• Passage shown:
######

Despite propaganda efforts by Western nations to present a different picture, there is now a distinct split (perhaps a three-way split) between those nations whose economy is burgeoning or at least growing – even in the face of strong economic and natural head-winds – (which is mostly those economies less dependent on the US$ trade) and the Western nation economies (which I think are inarguably all now in dire straits and on the brink of collapse – mostly as a result of US$ dependence and their own negligence) and those of nations still fully dependent on US$ trade (many of whom would be struggling anyway as a result of externally imposed debts).
So, I am growing towards the conclusion that while the global trade may well be inextricably interwoven into all national economies, the global economy is not an amorphous structure – which when the heat of a melting US$ is applied would all melt down together but, with the three structural differences outlined above, will each react in different ways – with at least one group not being much materially affected at all. I think you could guess which group that would be.

######

• Data listing:
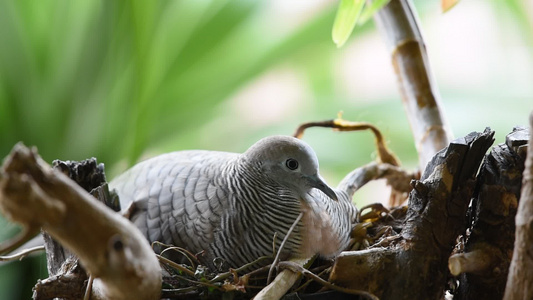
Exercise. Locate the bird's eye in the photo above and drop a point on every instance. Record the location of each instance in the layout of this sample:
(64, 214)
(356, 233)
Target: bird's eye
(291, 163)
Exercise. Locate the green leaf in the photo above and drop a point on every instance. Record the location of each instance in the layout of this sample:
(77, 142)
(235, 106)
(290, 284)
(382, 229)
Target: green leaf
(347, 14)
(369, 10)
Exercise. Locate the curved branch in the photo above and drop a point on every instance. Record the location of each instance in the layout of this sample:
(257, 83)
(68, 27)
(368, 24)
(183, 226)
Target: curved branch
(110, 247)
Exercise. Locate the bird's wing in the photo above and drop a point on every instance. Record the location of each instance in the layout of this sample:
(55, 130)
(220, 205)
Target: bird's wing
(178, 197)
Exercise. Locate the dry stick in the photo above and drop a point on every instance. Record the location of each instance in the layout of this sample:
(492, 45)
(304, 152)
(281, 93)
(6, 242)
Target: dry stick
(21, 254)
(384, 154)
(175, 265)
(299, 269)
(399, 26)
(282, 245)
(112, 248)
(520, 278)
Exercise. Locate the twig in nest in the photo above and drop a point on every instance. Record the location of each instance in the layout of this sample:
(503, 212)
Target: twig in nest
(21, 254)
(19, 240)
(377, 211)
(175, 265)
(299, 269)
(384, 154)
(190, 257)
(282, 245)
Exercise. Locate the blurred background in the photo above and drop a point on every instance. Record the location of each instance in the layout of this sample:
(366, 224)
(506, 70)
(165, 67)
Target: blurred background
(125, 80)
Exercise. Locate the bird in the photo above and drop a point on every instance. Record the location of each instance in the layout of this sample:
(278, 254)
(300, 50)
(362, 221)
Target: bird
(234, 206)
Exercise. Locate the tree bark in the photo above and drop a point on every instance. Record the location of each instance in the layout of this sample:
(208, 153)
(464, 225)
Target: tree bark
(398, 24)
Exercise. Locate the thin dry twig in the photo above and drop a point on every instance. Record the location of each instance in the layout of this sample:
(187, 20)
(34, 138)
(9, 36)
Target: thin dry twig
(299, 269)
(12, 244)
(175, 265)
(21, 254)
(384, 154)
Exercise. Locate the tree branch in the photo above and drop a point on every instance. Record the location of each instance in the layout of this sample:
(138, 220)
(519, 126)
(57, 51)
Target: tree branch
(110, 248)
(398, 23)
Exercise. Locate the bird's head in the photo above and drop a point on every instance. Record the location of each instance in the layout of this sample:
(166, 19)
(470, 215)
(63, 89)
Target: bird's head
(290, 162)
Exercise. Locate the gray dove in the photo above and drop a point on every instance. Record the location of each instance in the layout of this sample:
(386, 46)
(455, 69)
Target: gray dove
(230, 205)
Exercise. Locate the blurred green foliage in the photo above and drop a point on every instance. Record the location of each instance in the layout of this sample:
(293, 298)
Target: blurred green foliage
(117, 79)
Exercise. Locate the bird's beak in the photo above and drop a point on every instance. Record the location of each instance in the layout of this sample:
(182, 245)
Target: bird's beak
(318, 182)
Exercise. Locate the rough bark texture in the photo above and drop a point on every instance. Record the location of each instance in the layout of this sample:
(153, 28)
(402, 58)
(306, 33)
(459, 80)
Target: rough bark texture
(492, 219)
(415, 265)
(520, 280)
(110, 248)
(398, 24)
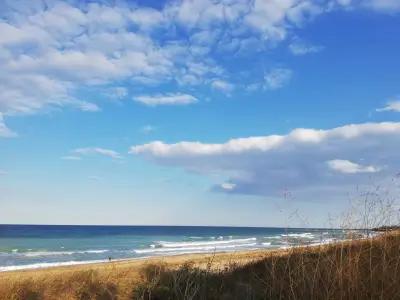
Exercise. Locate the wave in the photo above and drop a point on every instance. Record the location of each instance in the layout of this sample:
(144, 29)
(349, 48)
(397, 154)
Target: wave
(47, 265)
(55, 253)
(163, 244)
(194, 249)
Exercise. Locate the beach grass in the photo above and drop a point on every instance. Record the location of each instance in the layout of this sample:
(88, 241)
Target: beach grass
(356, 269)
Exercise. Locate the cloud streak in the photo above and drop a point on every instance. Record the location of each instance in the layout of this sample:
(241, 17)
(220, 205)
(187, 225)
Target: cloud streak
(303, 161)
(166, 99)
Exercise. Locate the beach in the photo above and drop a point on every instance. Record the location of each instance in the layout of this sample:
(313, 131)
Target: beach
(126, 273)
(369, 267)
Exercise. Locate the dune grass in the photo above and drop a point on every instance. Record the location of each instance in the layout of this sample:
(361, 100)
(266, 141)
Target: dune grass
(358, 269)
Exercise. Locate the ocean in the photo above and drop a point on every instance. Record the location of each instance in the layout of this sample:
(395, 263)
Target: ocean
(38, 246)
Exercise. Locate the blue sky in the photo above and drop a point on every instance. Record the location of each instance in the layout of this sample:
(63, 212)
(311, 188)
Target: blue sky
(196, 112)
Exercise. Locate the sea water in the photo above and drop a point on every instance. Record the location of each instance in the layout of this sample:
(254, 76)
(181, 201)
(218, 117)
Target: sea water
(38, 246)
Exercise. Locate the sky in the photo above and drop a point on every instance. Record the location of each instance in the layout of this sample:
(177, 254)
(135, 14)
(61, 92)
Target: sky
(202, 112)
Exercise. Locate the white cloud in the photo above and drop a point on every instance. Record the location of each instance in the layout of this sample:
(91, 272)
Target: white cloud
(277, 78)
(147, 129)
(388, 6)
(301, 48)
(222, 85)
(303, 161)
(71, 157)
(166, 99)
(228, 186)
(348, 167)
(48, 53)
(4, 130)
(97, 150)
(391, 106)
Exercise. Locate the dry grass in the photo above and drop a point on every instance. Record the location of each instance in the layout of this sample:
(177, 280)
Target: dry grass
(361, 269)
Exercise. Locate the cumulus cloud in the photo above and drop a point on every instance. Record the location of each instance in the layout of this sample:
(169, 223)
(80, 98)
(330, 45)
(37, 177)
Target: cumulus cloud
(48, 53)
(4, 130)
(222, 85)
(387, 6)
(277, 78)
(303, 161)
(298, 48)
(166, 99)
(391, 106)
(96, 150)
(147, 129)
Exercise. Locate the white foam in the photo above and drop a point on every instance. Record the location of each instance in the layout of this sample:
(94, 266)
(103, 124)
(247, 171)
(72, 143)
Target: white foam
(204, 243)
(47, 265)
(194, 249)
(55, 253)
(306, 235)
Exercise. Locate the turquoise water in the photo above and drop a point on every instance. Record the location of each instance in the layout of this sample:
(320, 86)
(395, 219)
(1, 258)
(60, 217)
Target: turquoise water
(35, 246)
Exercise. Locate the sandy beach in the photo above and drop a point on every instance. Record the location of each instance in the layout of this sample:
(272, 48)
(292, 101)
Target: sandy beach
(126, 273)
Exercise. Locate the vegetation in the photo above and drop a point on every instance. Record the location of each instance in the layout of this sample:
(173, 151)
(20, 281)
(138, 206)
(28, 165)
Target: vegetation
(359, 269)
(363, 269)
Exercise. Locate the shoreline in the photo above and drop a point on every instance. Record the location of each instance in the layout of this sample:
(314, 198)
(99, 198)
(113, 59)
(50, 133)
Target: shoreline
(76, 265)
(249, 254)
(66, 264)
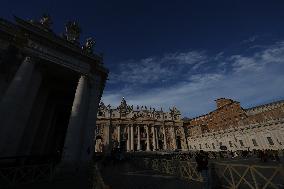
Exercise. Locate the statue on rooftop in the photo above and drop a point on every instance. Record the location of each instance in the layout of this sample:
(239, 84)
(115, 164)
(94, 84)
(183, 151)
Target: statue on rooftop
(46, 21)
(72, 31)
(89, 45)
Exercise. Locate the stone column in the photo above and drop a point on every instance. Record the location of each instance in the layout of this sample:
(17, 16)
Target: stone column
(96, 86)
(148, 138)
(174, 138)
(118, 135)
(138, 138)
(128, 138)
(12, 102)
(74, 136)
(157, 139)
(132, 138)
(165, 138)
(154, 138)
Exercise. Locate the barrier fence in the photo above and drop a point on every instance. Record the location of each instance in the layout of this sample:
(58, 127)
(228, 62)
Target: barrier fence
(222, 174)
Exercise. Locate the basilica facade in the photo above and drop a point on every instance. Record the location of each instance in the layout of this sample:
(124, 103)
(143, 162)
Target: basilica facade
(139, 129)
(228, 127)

######

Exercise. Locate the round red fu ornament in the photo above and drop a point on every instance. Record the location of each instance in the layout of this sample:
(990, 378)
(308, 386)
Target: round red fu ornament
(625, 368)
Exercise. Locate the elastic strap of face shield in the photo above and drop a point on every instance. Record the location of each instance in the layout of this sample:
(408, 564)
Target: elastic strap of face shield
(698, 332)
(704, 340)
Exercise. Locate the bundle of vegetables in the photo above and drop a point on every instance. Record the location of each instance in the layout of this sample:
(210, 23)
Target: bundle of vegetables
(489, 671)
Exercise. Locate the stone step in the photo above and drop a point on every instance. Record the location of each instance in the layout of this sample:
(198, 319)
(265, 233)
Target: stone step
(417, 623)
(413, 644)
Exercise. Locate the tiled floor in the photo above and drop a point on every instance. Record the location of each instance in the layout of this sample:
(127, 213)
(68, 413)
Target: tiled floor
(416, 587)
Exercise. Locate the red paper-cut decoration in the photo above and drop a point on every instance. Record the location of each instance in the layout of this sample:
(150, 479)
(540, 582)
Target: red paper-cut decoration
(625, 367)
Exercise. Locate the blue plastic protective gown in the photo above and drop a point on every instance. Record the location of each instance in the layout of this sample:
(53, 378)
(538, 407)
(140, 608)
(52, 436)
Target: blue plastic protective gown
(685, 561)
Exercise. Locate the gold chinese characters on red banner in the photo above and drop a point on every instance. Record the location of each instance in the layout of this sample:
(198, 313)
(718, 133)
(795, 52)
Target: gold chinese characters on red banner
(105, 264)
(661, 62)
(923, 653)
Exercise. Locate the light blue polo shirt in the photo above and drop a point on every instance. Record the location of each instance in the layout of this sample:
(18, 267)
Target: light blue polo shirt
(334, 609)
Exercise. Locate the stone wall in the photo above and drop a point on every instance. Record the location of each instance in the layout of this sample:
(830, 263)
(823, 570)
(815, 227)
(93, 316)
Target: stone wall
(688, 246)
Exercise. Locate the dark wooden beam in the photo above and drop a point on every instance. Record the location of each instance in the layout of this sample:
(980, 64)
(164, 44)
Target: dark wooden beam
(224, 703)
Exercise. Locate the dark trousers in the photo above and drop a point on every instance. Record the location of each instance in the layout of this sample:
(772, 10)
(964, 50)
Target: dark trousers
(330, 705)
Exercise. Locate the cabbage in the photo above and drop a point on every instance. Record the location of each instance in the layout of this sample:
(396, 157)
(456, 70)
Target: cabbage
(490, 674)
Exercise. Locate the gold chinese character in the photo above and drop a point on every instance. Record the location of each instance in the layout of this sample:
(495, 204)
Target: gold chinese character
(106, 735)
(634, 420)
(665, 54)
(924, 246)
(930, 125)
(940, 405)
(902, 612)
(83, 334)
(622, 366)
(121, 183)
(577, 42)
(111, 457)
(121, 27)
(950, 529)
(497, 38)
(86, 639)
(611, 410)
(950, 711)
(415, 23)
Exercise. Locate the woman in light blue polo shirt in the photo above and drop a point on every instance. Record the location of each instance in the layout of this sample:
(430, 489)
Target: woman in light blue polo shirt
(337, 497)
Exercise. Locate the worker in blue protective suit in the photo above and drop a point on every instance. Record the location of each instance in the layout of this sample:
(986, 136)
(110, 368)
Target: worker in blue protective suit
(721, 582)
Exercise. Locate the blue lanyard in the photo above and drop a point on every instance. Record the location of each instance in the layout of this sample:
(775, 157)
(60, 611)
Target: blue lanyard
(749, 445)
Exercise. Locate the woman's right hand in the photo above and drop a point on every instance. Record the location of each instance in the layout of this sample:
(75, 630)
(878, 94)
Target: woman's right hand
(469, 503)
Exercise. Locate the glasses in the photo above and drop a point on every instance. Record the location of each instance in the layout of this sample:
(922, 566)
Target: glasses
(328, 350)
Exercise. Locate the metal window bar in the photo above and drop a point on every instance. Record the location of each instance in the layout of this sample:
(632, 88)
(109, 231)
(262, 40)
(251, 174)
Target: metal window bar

######

Decide whether each statement agrees with the passage on the global economy. Answer yes or no for each, and quote the words of the passage that decide it.
(a) The growing economies are mostly those less dependent on US$ trade.
(b) The writer expects all national economies to melt down together when the US$ melts.
(c) The writer considers the Western nation economies to be near collapse.

• Answer to the problem:
(a) Yes: "which is mostly those economies less dependent on the US$ trade"
(b) No: "with the three structural differences outlined above, will each react in different ways"
(c) Yes: "which I think are inarguably all now in dire straits and on the brink of collapse"